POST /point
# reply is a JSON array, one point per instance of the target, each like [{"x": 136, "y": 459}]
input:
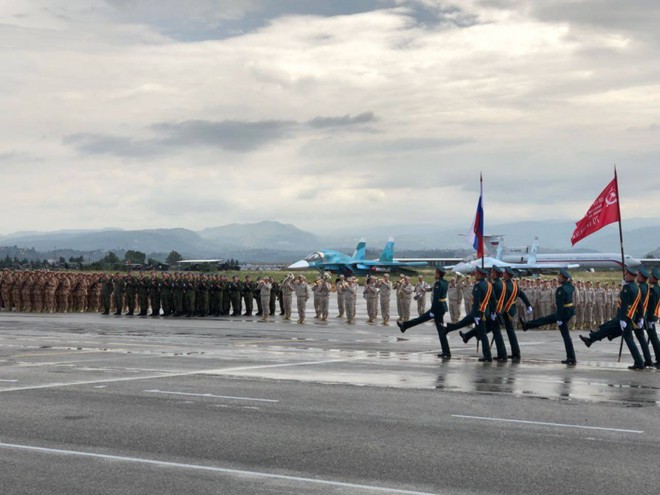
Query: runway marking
[
  {"x": 217, "y": 371},
  {"x": 520, "y": 421},
  {"x": 209, "y": 395},
  {"x": 48, "y": 354},
  {"x": 213, "y": 469}
]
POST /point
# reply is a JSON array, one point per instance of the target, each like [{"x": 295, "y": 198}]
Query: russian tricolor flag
[{"x": 476, "y": 234}]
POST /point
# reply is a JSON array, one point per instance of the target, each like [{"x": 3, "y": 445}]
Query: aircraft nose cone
[{"x": 299, "y": 264}]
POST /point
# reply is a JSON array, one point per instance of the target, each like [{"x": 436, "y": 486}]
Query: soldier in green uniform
[
  {"x": 166, "y": 294},
  {"x": 203, "y": 290},
  {"x": 177, "y": 294},
  {"x": 107, "y": 287},
  {"x": 131, "y": 290},
  {"x": 248, "y": 295},
  {"x": 437, "y": 312},
  {"x": 481, "y": 294},
  {"x": 154, "y": 295},
  {"x": 143, "y": 294},
  {"x": 274, "y": 295},
  {"x": 189, "y": 296},
  {"x": 235, "y": 289},
  {"x": 564, "y": 312},
  {"x": 118, "y": 294},
  {"x": 624, "y": 321}
]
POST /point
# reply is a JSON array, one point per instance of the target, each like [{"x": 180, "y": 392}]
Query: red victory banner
[{"x": 604, "y": 211}]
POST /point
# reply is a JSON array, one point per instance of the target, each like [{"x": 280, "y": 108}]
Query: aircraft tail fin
[
  {"x": 532, "y": 253},
  {"x": 360, "y": 250},
  {"x": 388, "y": 251}
]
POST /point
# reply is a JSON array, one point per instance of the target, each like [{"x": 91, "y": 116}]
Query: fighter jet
[
  {"x": 328, "y": 260},
  {"x": 535, "y": 263}
]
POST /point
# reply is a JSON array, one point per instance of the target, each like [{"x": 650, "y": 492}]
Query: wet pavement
[
  {"x": 105, "y": 404},
  {"x": 35, "y": 349}
]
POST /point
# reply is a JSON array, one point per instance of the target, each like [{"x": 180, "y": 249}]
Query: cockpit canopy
[{"x": 315, "y": 257}]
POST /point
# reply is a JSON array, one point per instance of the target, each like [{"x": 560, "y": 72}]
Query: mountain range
[{"x": 271, "y": 241}]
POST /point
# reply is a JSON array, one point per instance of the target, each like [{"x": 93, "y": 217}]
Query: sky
[{"x": 324, "y": 114}]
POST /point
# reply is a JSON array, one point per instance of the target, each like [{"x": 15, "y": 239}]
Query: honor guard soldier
[
  {"x": 481, "y": 294},
  {"x": 509, "y": 311},
  {"x": 624, "y": 322},
  {"x": 564, "y": 312},
  {"x": 652, "y": 313},
  {"x": 642, "y": 277},
  {"x": 437, "y": 312},
  {"x": 494, "y": 314},
  {"x": 385, "y": 294}
]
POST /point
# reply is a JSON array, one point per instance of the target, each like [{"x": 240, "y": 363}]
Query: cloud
[
  {"x": 229, "y": 135},
  {"x": 346, "y": 120}
]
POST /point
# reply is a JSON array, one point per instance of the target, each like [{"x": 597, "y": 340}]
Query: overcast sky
[{"x": 164, "y": 113}]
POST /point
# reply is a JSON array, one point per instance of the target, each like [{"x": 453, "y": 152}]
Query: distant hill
[
  {"x": 262, "y": 235},
  {"x": 273, "y": 241}
]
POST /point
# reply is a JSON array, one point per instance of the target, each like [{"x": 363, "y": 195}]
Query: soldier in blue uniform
[
  {"x": 640, "y": 318},
  {"x": 494, "y": 315},
  {"x": 624, "y": 321},
  {"x": 652, "y": 313},
  {"x": 565, "y": 311},
  {"x": 437, "y": 312},
  {"x": 481, "y": 295},
  {"x": 513, "y": 292}
]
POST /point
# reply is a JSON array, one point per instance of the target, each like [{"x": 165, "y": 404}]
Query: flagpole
[
  {"x": 483, "y": 247},
  {"x": 623, "y": 257}
]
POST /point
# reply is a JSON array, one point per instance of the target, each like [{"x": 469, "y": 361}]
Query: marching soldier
[
  {"x": 514, "y": 292},
  {"x": 405, "y": 291},
  {"x": 454, "y": 297},
  {"x": 466, "y": 287},
  {"x": 481, "y": 294},
  {"x": 494, "y": 315},
  {"x": 629, "y": 300},
  {"x": 437, "y": 312},
  {"x": 639, "y": 327},
  {"x": 385, "y": 295},
  {"x": 301, "y": 290},
  {"x": 652, "y": 313},
  {"x": 420, "y": 295},
  {"x": 565, "y": 311}
]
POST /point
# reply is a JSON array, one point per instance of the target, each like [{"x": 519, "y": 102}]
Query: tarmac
[{"x": 117, "y": 404}]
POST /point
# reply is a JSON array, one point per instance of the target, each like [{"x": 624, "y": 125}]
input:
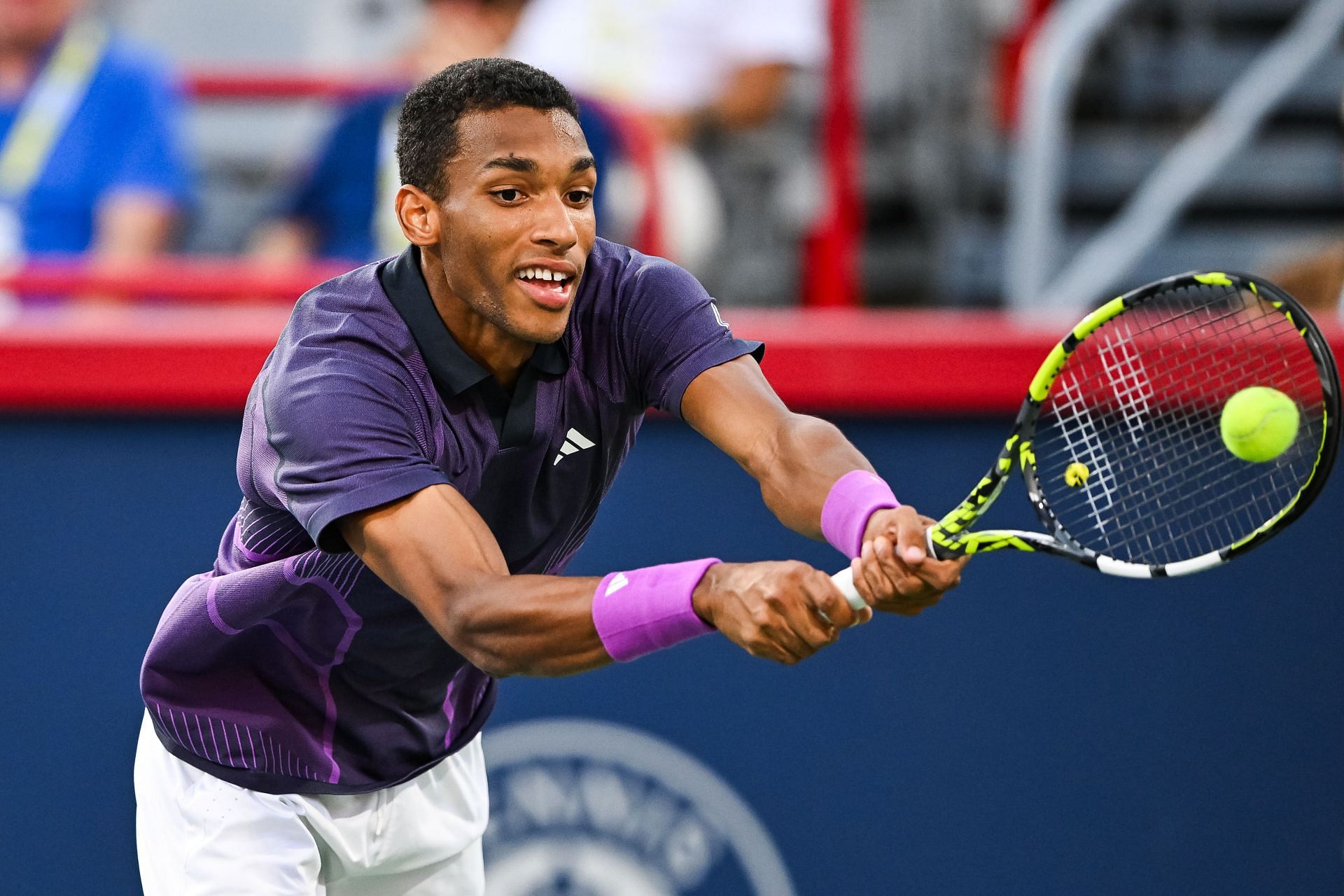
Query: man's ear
[{"x": 419, "y": 216}]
*-*-*
▶ **WHAT NEEDS TO BE DONE**
The answer is every line of the data, exactly as written, with the pictures dropped.

▶ **ANSWER SECTION**
POST /point
# reply is a JSON array, one point per instance of the target, each like [{"x": 136, "y": 459}]
input:
Query: runway marking
[
  {"x": 217, "y": 371},
  {"x": 520, "y": 421},
  {"x": 209, "y": 395},
  {"x": 48, "y": 354},
  {"x": 213, "y": 469}
]
POST /point
# reply is a JSON array, one point per instance of the target, each like [{"x": 295, "y": 198}]
Query: russian tricolor flag
[{"x": 476, "y": 234}]
POST /point
# reply is a JSON array, one point per instance of the target, each like [{"x": 3, "y": 445}]
Query: aircraft nose cone
[{"x": 299, "y": 264}]
POST /point
# reply is a JSON array, one point per instance of the target, each like [{"x": 436, "y": 486}]
Query: soldier in green uniform
[
  {"x": 166, "y": 294},
  {"x": 203, "y": 290},
  {"x": 177, "y": 294},
  {"x": 107, "y": 287},
  {"x": 131, "y": 290},
  {"x": 248, "y": 295},
  {"x": 437, "y": 312},
  {"x": 481, "y": 294},
  {"x": 154, "y": 295},
  {"x": 143, "y": 294},
  {"x": 274, "y": 295},
  {"x": 189, "y": 296},
  {"x": 235, "y": 289},
  {"x": 564, "y": 312},
  {"x": 118, "y": 294},
  {"x": 624, "y": 321}
]
POST /point
# reply is a JSON array, one point per instance of the target, each like [{"x": 180, "y": 392}]
Query: red victory banner
[{"x": 604, "y": 211}]
POST /point
# reply is a JSON array, one point per instance of the target, each like [{"x": 280, "y": 108}]
Query: aircraft tail fin
[
  {"x": 532, "y": 253},
  {"x": 360, "y": 250},
  {"x": 388, "y": 251}
]
POST /point
# reply is a JSON array, one point per instance of the target, each like [{"x": 91, "y": 116}]
Query: fighter jet
[
  {"x": 328, "y": 260},
  {"x": 535, "y": 263}
]
POST /point
# reply is a JSON array, one point per instance of the target, each like [{"x": 650, "y": 492}]
Query: wet pavement
[
  {"x": 105, "y": 404},
  {"x": 35, "y": 349}
]
POST /point
# reply is a JSON array, one point per instance of the target, each like [{"x": 180, "y": 249}]
Query: cockpit canopy
[{"x": 315, "y": 257}]
POST /point
# reply is a JSON array, one point per instance of the target, each like [{"x": 560, "y": 72}]
Query: mountain range
[{"x": 271, "y": 241}]
POST /point
# reply is a JSON array, one point per instance of the target, each like [{"x": 93, "y": 217}]
Query: sky
[{"x": 324, "y": 114}]
POST /point
# reply is a JSON array, one point per instance of the target, each like [{"x": 15, "y": 239}]
Query: honor guard soldier
[
  {"x": 481, "y": 294},
  {"x": 509, "y": 311},
  {"x": 624, "y": 322},
  {"x": 564, "y": 312},
  {"x": 652, "y": 313},
  {"x": 642, "y": 277},
  {"x": 437, "y": 312},
  {"x": 494, "y": 314},
  {"x": 385, "y": 294}
]
POST /point
# reply is a JSON array, one point per instance of the target, each like [{"x": 240, "y": 363}]
Query: cloud
[
  {"x": 229, "y": 135},
  {"x": 346, "y": 120}
]
POST /point
# reply is a JSON array, one point per instance of the target, each like [{"x": 597, "y": 340}]
Query: overcast sky
[{"x": 164, "y": 113}]
POST /point
# reply is a JSON array, one point per instance of the target, each like [{"x": 453, "y": 152}]
Query: distant hill
[
  {"x": 262, "y": 235},
  {"x": 273, "y": 241}
]
POST /point
# reply is a JSON array, one point per instance of the target, each like [{"x": 363, "y": 195}]
Query: soldier in blue uniform
[
  {"x": 640, "y": 318},
  {"x": 494, "y": 315},
  {"x": 624, "y": 321},
  {"x": 652, "y": 313},
  {"x": 565, "y": 311},
  {"x": 437, "y": 312},
  {"x": 481, "y": 295},
  {"x": 513, "y": 292}
]
POST /point
# reply is a JSON array, one point per instance of the target, each like [{"x": 165, "y": 404}]
Query: flagpole
[
  {"x": 483, "y": 247},
  {"x": 623, "y": 257}
]
POST /point
# reply is a JSON array, one point per instance of the target, each like [{"x": 469, "y": 361}]
Query: marching soldier
[
  {"x": 514, "y": 292},
  {"x": 405, "y": 291},
  {"x": 454, "y": 297},
  {"x": 466, "y": 287},
  {"x": 481, "y": 294},
  {"x": 494, "y": 315},
  {"x": 629, "y": 300},
  {"x": 437, "y": 312},
  {"x": 639, "y": 327},
  {"x": 385, "y": 295},
  {"x": 301, "y": 290},
  {"x": 652, "y": 313},
  {"x": 420, "y": 295},
  {"x": 565, "y": 311}
]
POST /point
# reply is a JSON array, one point per instance of the target, each like [{"x": 519, "y": 102}]
Query: tarmac
[{"x": 117, "y": 404}]
POST /point
# reply is a JSON array, one point per instance of the target, each like [{"x": 624, "y": 125}]
input:
Query: man's ear
[{"x": 419, "y": 216}]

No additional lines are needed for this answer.